Exercise aim
Could you update the data below so that "spruce tree" becomes "pine tree" and everything else stays the same? Leave the pictures out of your answer.

--- Material for this task ---

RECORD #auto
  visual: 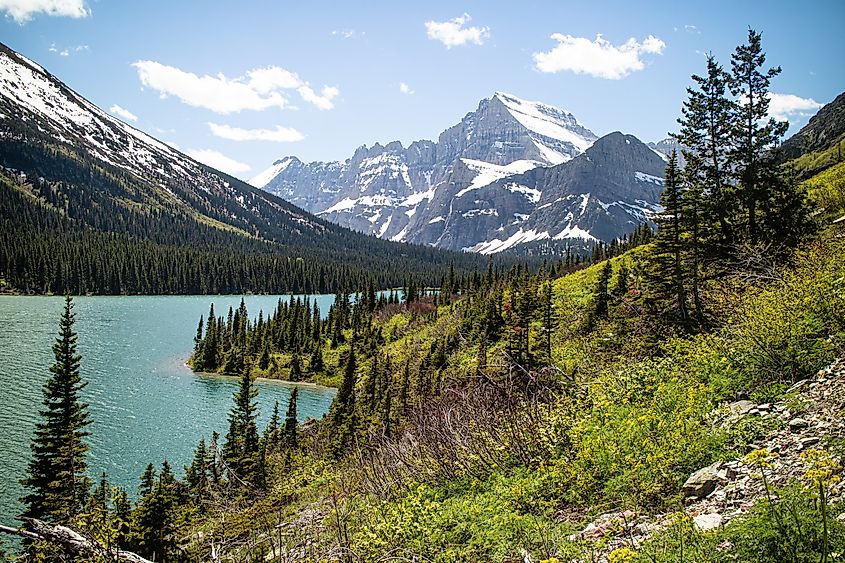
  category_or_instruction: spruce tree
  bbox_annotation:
[327,346,358,458]
[138,463,156,498]
[588,260,613,328]
[674,55,736,255]
[264,401,280,448]
[730,28,789,243]
[223,364,260,481]
[649,150,689,324]
[288,352,302,381]
[21,295,90,522]
[285,387,299,448]
[185,438,209,504]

---

Answer to the problem
RECORD #auto
  visual: 
  category_or_instruction: pine tree
  bbox_annotation:
[327,346,358,458]
[138,463,156,498]
[588,260,613,328]
[674,55,736,255]
[264,401,280,448]
[730,28,789,243]
[223,364,260,481]
[649,150,689,324]
[288,352,302,381]
[21,295,90,522]
[285,387,299,448]
[185,438,209,504]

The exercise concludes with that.